··· DATA FOR THIS TASK ···

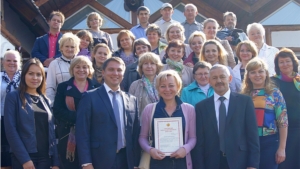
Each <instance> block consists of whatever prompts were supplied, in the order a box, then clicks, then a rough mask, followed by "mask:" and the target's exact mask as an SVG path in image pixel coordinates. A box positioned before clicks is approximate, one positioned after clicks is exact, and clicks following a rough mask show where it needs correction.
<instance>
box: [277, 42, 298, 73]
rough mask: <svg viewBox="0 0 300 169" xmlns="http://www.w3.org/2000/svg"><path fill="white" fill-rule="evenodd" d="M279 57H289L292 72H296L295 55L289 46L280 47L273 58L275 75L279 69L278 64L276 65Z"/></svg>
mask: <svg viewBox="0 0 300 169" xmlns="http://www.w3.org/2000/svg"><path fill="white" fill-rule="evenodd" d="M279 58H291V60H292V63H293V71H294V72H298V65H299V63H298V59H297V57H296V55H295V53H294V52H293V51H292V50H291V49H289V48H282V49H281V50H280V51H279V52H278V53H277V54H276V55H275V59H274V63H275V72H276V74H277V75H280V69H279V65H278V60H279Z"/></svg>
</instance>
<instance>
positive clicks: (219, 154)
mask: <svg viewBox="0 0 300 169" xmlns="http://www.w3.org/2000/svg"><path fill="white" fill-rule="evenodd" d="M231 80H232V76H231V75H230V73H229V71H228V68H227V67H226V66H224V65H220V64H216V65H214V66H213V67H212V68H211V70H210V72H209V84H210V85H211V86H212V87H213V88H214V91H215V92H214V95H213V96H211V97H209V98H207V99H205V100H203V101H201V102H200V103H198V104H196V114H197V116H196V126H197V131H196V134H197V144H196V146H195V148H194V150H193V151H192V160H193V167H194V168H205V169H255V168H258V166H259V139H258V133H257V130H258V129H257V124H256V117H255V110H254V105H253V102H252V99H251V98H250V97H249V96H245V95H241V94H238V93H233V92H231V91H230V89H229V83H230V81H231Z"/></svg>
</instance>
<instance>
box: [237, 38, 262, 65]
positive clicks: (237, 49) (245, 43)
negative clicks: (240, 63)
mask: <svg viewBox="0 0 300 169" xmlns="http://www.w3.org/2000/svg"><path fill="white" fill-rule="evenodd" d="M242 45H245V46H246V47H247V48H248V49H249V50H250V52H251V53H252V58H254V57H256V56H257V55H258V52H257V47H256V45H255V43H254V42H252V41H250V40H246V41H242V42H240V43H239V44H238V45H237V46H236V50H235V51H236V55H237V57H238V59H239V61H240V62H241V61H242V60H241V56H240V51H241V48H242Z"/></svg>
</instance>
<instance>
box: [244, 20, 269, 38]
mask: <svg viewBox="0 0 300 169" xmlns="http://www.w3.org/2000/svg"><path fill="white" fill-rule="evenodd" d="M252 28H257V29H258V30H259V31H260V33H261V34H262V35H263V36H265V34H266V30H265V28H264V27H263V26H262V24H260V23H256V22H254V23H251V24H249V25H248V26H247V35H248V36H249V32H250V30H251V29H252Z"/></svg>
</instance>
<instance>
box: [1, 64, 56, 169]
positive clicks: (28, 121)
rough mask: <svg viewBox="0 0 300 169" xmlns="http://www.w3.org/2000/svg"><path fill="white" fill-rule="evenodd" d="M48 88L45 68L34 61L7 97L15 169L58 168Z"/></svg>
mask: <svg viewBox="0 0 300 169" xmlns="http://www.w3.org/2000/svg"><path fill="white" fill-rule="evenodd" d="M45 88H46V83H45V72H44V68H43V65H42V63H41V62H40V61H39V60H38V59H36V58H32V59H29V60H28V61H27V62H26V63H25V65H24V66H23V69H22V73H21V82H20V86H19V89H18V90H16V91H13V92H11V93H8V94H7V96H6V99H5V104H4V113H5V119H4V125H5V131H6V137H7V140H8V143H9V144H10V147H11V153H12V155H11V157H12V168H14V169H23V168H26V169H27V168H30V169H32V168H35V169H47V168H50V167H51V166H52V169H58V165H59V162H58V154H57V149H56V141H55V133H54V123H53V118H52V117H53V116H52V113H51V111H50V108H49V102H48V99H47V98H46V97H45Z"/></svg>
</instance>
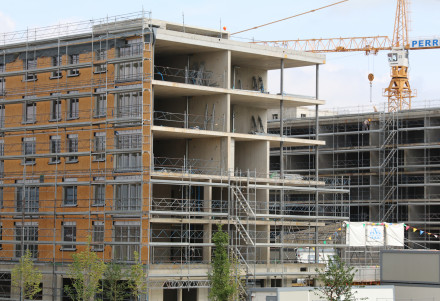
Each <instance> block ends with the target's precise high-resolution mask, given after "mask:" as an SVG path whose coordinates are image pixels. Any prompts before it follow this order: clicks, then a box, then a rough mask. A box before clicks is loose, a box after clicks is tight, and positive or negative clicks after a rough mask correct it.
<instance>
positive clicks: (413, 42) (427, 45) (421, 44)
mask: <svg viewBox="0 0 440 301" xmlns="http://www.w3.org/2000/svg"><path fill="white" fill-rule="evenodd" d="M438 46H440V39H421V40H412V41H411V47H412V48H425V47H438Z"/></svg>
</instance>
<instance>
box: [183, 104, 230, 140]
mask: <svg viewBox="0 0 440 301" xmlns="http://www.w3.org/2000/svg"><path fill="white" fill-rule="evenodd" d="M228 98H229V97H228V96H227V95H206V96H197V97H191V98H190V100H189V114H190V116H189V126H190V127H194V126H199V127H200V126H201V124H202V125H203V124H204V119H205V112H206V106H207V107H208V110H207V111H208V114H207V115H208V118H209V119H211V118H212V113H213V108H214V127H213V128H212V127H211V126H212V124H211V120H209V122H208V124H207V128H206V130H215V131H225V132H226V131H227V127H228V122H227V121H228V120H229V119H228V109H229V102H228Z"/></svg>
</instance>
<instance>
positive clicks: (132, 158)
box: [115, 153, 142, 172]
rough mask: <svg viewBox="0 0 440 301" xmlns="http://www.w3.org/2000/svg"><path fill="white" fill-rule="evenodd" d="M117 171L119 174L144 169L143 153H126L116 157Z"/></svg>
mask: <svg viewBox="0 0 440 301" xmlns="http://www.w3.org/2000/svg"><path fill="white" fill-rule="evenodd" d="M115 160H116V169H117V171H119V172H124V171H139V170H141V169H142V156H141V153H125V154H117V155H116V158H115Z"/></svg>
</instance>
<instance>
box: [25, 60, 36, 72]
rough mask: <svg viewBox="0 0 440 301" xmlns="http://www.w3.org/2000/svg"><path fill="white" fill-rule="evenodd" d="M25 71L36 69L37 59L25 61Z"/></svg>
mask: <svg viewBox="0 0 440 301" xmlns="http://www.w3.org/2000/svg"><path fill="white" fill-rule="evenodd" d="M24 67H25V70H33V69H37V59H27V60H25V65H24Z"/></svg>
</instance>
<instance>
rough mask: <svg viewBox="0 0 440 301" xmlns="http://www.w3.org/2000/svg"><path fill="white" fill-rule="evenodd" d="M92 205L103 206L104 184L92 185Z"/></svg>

···

EXERCISE DIRECTIONS: Restate the data word for word without pictures.

RESULT:
Each <instance> block consists of whatever prompts were supplied, in the order a box, then clicks, then a rough mask, followed by "mask:" and the target's exact mask as an SVG path in image pixel coordinates. A box positioned before clicks is approximate, one positioned after clicks is exact, and clicks following a rough mask show where it needs correction.
<instance>
box: [277, 42, 298, 73]
rough mask: <svg viewBox="0 0 300 169" xmlns="http://www.w3.org/2000/svg"><path fill="white" fill-rule="evenodd" d="M279 57H289L292 72H296L295 55L289 46L280 47L273 58L275 75L279 69L278 64L276 65Z"/></svg>
mask: <svg viewBox="0 0 300 169" xmlns="http://www.w3.org/2000/svg"><path fill="white" fill-rule="evenodd" d="M279 58H291V60H292V63H293V71H294V72H298V65H299V63H298V59H297V57H296V55H295V53H294V52H293V51H292V50H291V49H289V48H282V49H281V50H280V51H279V52H278V53H277V54H276V55H275V59H274V63H275V72H276V74H277V75H280V69H279V65H278V60H279Z"/></svg>
</instance>
<instance>
positive clicks: (219, 154)
mask: <svg viewBox="0 0 300 169" xmlns="http://www.w3.org/2000/svg"><path fill="white" fill-rule="evenodd" d="M231 80H232V76H231V75H230V73H229V71H228V68H227V67H226V66H224V65H220V64H216V65H214V66H213V67H212V68H211V70H210V72H209V84H210V85H211V86H212V87H213V88H214V91H215V92H214V95H213V96H211V97H209V98H207V99H205V100H203V101H201V102H200V103H198V104H196V114H197V116H196V126H197V131H196V134H197V144H196V146H195V148H194V150H193V151H192V160H193V167H194V168H205V169H255V168H258V166H259V139H258V133H257V130H258V129H257V124H256V117H255V110H254V105H253V102H252V99H251V98H250V97H249V96H245V95H241V94H238V93H233V92H231V91H230V89H229V83H230V81H231Z"/></svg>
</instance>
<instance>
box: [237, 38, 262, 65]
positive clicks: (237, 49) (245, 43)
negative clicks: (240, 63)
mask: <svg viewBox="0 0 300 169" xmlns="http://www.w3.org/2000/svg"><path fill="white" fill-rule="evenodd" d="M242 45H245V46H246V47H247V48H248V49H249V50H250V52H251V53H252V58H254V57H256V56H257V55H258V52H257V47H256V45H255V43H254V42H252V41H250V40H246V41H242V42H240V43H239V44H238V45H237V46H236V50H235V51H236V55H237V57H238V59H239V61H240V62H241V61H242V60H241V56H240V51H241V48H242Z"/></svg>
</instance>
<instance>
box: [244, 20, 269, 38]
mask: <svg viewBox="0 0 300 169" xmlns="http://www.w3.org/2000/svg"><path fill="white" fill-rule="evenodd" d="M252 28H257V29H258V30H259V31H260V33H261V34H262V35H263V36H265V34H266V30H265V28H264V27H263V26H262V24H260V23H256V22H254V23H251V24H249V25H248V26H247V35H248V36H249V32H250V30H251V29H252Z"/></svg>
</instance>
<instance>
box: [1, 64, 56, 169]
positive clicks: (28, 121)
rough mask: <svg viewBox="0 0 300 169" xmlns="http://www.w3.org/2000/svg"><path fill="white" fill-rule="evenodd" d="M48 88L45 68L34 61L7 97L15 169L58 168Z"/></svg>
mask: <svg viewBox="0 0 300 169" xmlns="http://www.w3.org/2000/svg"><path fill="white" fill-rule="evenodd" d="M45 88H46V83H45V72H44V68H43V65H42V63H41V62H40V61H39V60H38V59H36V58H32V59H29V60H28V61H27V62H26V63H25V65H24V66H23V69H22V73H21V82H20V86H19V89H18V90H16V91H13V92H11V93H8V94H7V96H6V99H5V104H4V113H5V119H4V125H5V131H6V137H7V140H8V143H9V144H10V147H11V153H12V155H11V157H12V168H14V169H23V168H26V169H27V168H30V169H32V168H35V169H47V168H50V167H51V166H52V169H58V165H59V162H58V154H57V149H56V141H55V133H54V123H53V118H52V117H53V116H52V113H51V111H50V108H49V102H48V99H47V98H46V97H45Z"/></svg>
</instance>
Each <instance> block ends with the target's precise high-resolution mask, given after "mask:" as an SVG path whose coordinates are image pixels. Any prompts before it follow this order: clicks, then a box, then a rough mask. A box before clicks is loose, a box after clicks is tight, and positive or negative clicks after a rough mask correct it.
<instance>
positive clicks: (413, 42) (427, 45) (421, 44)
mask: <svg viewBox="0 0 440 301" xmlns="http://www.w3.org/2000/svg"><path fill="white" fill-rule="evenodd" d="M438 46H440V39H421V40H412V41H411V47H412V48H425V47H438Z"/></svg>
</instance>
<instance>
box: [183, 104, 230, 140]
mask: <svg viewBox="0 0 440 301" xmlns="http://www.w3.org/2000/svg"><path fill="white" fill-rule="evenodd" d="M228 98H229V97H228V96H227V95H206V96H197V97H191V98H190V100H189V114H190V116H189V126H190V127H194V126H199V127H200V126H201V124H202V125H203V124H204V119H205V112H206V106H207V107H208V110H207V111H208V114H207V115H208V118H209V119H211V118H212V113H213V108H214V127H213V128H212V127H211V126H212V124H211V120H209V122H208V124H207V128H206V130H215V131H225V132H226V131H227V127H228V122H227V121H228V120H229V119H228V109H229V102H228Z"/></svg>
</instance>
<instance>
positive clicks: (132, 158)
box: [115, 153, 142, 172]
rough mask: <svg viewBox="0 0 440 301" xmlns="http://www.w3.org/2000/svg"><path fill="white" fill-rule="evenodd" d="M117 171L119 174L144 169L143 153H126L116 157Z"/></svg>
mask: <svg viewBox="0 0 440 301" xmlns="http://www.w3.org/2000/svg"><path fill="white" fill-rule="evenodd" d="M115 160H116V169H117V171H119V172H124V171H139V170H141V169H142V156H141V153H125V154H117V155H116V158H115Z"/></svg>
</instance>
<instance>
box: [25, 60, 36, 72]
rough mask: <svg viewBox="0 0 440 301" xmlns="http://www.w3.org/2000/svg"><path fill="white" fill-rule="evenodd" d="M25 71L36 69L37 59L25 61Z"/></svg>
mask: <svg viewBox="0 0 440 301" xmlns="http://www.w3.org/2000/svg"><path fill="white" fill-rule="evenodd" d="M24 67H25V70H33V69H37V59H27V60H25V65H24Z"/></svg>
</instance>
<instance>
rough mask: <svg viewBox="0 0 440 301" xmlns="http://www.w3.org/2000/svg"><path fill="white" fill-rule="evenodd" d="M92 205L103 206L104 184L92 185Z"/></svg>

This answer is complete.